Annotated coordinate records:
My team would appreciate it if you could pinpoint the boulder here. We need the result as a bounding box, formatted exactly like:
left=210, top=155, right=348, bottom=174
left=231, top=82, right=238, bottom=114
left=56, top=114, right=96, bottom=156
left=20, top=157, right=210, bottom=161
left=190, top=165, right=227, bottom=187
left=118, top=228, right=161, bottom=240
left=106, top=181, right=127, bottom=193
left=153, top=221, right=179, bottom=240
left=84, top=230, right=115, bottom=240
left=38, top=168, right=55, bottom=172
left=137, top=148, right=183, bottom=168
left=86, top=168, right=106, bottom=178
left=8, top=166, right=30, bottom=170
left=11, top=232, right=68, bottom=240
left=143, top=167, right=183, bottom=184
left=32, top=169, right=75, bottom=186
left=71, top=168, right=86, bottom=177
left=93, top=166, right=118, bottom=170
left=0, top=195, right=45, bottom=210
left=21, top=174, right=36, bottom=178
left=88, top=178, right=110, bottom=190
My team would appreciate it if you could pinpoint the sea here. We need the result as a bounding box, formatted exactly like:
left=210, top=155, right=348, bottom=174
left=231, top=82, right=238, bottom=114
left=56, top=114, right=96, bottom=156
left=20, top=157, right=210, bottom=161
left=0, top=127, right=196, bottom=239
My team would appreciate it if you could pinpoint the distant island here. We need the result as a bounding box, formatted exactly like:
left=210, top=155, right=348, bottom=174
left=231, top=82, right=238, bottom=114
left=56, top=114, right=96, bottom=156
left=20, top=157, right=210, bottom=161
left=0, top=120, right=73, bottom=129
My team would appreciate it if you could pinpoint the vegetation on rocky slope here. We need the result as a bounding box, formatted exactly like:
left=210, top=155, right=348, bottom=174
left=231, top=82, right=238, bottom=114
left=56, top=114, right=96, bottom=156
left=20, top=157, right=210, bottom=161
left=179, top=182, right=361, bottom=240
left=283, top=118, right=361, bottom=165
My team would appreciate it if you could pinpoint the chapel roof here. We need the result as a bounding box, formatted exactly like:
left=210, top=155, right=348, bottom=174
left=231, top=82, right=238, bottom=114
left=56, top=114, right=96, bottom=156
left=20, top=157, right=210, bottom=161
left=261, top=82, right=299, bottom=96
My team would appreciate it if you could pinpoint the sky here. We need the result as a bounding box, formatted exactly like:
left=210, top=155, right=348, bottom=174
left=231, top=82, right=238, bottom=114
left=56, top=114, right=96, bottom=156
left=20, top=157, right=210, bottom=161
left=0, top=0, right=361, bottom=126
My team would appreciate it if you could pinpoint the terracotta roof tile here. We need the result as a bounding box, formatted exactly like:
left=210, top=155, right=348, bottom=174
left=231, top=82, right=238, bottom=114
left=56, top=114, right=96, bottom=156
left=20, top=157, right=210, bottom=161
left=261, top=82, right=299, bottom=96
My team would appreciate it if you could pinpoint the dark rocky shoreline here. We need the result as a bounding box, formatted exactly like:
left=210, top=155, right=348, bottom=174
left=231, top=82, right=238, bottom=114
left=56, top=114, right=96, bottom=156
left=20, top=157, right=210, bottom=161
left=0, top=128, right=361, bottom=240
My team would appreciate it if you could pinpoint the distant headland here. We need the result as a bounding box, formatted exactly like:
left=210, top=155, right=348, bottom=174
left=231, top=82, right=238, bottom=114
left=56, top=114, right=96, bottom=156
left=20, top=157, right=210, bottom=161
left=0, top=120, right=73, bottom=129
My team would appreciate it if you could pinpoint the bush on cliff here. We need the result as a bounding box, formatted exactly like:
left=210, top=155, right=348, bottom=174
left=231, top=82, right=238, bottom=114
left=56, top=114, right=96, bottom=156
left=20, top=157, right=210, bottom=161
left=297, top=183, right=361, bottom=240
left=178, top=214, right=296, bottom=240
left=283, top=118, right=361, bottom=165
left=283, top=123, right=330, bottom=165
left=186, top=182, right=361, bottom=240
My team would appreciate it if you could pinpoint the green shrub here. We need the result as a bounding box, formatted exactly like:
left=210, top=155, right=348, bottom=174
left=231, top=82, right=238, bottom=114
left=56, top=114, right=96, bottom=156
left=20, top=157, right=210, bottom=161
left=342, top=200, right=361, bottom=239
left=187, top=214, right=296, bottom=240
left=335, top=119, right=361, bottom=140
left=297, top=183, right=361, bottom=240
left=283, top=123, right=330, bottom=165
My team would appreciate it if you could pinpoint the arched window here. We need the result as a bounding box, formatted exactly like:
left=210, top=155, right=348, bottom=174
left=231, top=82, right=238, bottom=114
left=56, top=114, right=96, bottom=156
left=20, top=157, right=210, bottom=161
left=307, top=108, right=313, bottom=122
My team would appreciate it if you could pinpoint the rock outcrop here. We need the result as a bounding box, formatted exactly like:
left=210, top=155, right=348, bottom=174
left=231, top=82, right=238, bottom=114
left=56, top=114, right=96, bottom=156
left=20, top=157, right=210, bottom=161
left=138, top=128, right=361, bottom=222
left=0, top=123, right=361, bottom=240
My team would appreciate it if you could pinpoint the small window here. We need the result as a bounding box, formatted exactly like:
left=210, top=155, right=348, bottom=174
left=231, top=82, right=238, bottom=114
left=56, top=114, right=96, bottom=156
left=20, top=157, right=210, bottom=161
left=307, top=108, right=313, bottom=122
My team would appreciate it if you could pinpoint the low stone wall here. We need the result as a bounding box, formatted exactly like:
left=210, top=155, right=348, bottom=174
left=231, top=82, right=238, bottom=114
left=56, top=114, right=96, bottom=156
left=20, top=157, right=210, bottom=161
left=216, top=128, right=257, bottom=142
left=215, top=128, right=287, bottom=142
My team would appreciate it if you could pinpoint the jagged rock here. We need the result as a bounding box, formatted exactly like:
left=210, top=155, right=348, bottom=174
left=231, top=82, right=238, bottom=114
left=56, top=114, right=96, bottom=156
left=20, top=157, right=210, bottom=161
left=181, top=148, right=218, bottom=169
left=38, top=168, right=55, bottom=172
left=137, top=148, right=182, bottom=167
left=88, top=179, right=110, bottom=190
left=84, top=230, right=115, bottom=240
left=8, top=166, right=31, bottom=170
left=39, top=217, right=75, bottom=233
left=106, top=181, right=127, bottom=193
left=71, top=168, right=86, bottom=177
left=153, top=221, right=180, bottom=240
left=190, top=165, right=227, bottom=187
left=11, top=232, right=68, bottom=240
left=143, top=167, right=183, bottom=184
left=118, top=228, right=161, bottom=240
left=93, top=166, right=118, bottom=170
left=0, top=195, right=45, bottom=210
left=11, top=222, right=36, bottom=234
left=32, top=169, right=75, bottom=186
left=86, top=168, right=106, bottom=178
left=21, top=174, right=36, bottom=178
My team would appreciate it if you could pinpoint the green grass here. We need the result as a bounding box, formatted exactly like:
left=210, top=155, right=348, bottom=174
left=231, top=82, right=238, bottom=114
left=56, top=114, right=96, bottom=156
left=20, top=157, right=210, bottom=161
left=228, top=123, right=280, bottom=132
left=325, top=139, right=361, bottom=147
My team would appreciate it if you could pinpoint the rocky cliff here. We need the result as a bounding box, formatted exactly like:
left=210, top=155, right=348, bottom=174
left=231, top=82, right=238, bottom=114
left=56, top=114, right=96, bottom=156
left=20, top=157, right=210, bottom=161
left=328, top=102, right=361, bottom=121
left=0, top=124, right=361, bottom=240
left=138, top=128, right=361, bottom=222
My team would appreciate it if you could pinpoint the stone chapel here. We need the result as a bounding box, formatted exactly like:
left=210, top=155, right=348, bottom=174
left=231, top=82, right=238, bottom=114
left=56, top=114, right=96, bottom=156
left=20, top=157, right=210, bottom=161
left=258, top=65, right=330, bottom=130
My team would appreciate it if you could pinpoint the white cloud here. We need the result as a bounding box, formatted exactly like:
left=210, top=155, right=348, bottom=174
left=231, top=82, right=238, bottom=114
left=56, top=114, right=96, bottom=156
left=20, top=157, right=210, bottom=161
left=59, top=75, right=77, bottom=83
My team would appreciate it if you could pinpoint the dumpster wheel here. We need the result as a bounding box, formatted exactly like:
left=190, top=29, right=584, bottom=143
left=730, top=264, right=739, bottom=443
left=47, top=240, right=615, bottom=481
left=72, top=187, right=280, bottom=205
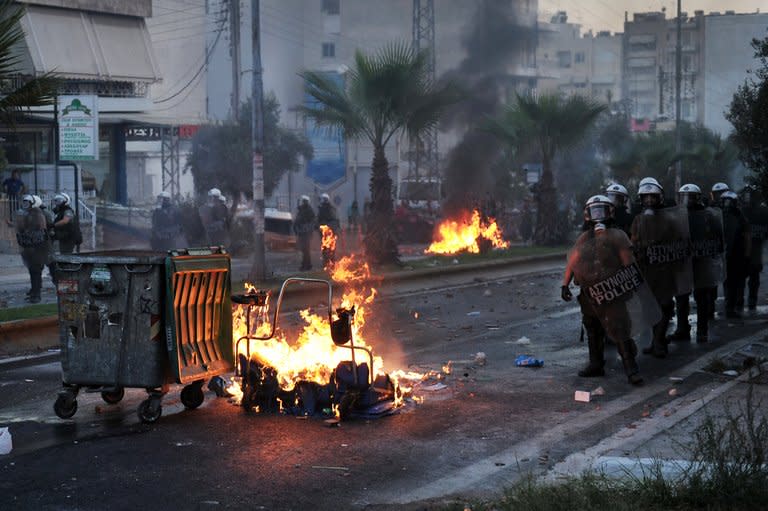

PROBLEM STATEMENT: Scale the bounding box coordinates in the answers by 0.2, rounding to whole numbers with halves rounded up, and give again every line from the one with "My team would appreciate it if you could pinpoint the stone" through the end of the material, requests included. Keep the requests and their format samples unchanged, give only these lines, and leave the pictures out.

WORKED ANSWER:
My team would appreciate it if you could pinpoint the stone chapel here. We need the result as a bounding box, formatted exactly like:
left=210, top=155, right=348, bottom=174
left=231, top=82, right=238, bottom=114
left=56, top=114, right=96, bottom=156
left=20, top=157, right=210, bottom=161
left=52, top=13, right=66, bottom=26
My team would appreciate it if you could pinpoint the white cloud here. We need the result as a bounding box, formatted exactly like:
left=210, top=155, right=348, bottom=174
left=231, top=82, right=238, bottom=114
left=56, top=114, right=96, bottom=156
left=20, top=157, right=210, bottom=161
left=12, top=15, right=15, bottom=17
My team would appreciate it if you could pinpoint the dumpster wheel here. We need the result as a bounding box, formatted exactly like:
left=190, top=29, right=584, bottom=143
left=730, top=264, right=739, bottom=443
left=47, top=240, right=615, bottom=481
left=72, top=187, right=280, bottom=205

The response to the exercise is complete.